Items from a dataset:
┌──

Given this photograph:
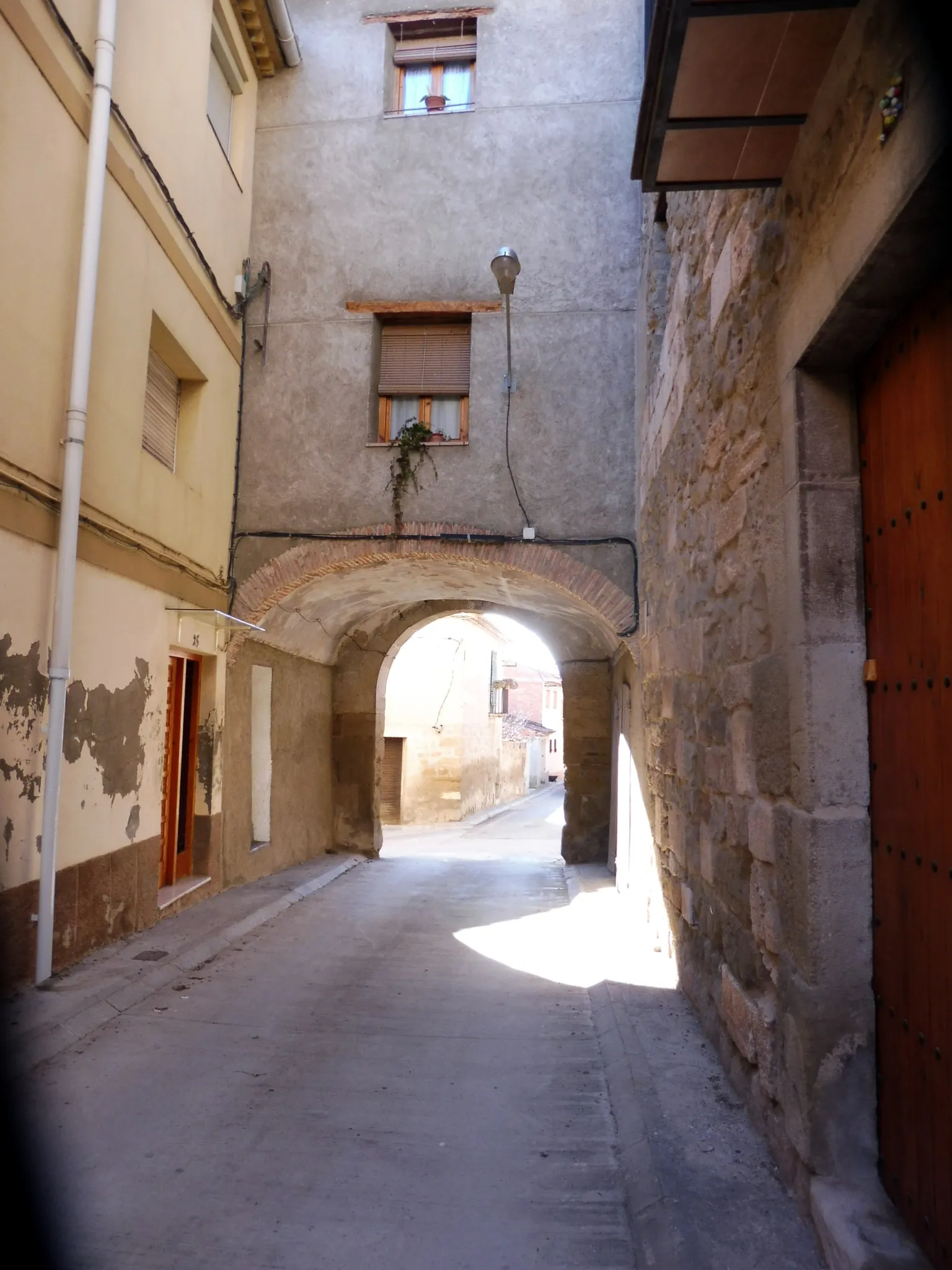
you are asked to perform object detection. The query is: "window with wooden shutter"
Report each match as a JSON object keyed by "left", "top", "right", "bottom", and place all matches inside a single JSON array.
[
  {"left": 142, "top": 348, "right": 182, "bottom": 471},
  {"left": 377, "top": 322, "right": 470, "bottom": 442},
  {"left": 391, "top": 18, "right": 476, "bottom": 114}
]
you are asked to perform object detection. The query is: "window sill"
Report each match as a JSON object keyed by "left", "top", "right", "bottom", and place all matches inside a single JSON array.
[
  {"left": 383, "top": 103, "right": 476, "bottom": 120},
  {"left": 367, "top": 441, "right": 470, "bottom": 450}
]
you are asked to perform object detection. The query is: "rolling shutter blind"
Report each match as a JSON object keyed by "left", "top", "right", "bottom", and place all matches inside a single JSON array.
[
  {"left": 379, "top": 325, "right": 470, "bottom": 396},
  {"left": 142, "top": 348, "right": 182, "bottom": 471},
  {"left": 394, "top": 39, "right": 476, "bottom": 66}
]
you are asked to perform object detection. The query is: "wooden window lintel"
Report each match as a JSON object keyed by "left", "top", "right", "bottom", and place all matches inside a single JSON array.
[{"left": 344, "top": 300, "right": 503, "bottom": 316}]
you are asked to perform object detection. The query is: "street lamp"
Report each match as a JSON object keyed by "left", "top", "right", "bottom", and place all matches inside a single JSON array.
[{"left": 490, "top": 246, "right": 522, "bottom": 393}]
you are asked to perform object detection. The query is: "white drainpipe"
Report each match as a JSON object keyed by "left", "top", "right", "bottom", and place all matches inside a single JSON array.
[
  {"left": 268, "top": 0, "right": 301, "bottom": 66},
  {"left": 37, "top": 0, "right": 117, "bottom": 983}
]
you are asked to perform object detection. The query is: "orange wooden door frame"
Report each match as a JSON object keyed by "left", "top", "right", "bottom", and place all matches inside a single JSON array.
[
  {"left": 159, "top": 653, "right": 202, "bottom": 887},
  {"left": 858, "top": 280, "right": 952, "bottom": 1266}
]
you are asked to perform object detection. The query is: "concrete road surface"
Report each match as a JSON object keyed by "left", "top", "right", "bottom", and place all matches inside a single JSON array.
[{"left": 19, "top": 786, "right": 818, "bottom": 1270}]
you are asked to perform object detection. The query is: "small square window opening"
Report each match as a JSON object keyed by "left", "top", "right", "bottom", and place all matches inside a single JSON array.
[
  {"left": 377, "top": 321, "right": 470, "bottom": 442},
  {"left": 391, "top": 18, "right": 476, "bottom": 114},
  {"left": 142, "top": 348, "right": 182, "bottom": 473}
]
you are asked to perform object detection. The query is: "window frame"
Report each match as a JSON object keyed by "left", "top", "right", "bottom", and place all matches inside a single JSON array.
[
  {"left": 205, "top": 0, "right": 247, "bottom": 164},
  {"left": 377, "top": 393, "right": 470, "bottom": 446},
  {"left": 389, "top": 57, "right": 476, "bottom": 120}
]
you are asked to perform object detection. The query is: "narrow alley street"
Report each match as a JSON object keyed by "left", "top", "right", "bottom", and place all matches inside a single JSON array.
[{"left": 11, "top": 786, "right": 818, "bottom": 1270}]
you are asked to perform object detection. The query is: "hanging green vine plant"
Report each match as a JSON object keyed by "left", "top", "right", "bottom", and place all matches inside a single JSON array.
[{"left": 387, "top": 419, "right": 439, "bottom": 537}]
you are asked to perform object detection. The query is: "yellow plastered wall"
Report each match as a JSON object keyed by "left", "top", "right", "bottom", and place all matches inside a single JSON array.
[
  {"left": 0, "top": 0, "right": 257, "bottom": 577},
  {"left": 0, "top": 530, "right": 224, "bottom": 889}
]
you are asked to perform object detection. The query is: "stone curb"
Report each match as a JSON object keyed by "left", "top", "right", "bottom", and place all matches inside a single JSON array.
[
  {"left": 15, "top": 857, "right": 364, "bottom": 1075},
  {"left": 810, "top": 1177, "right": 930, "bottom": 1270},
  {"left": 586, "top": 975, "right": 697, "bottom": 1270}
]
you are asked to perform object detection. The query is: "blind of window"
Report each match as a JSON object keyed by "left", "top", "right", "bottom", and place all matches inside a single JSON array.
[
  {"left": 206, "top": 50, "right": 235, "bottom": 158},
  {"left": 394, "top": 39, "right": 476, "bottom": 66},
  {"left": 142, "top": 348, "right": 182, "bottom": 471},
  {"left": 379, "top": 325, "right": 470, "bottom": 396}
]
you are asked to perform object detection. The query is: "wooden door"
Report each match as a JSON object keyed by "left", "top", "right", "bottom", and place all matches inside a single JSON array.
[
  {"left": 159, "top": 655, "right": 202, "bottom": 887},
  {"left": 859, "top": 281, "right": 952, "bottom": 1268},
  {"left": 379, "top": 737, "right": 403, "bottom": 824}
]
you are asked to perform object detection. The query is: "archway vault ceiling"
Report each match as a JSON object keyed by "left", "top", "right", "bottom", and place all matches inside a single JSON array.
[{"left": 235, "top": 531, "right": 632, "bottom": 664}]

└──

Report every line in the records above that contains the word "door".

you are asked to perform object detection. The query is: "orange wooden door frame"
you are asked to perform object detection. The query is: "wooden door"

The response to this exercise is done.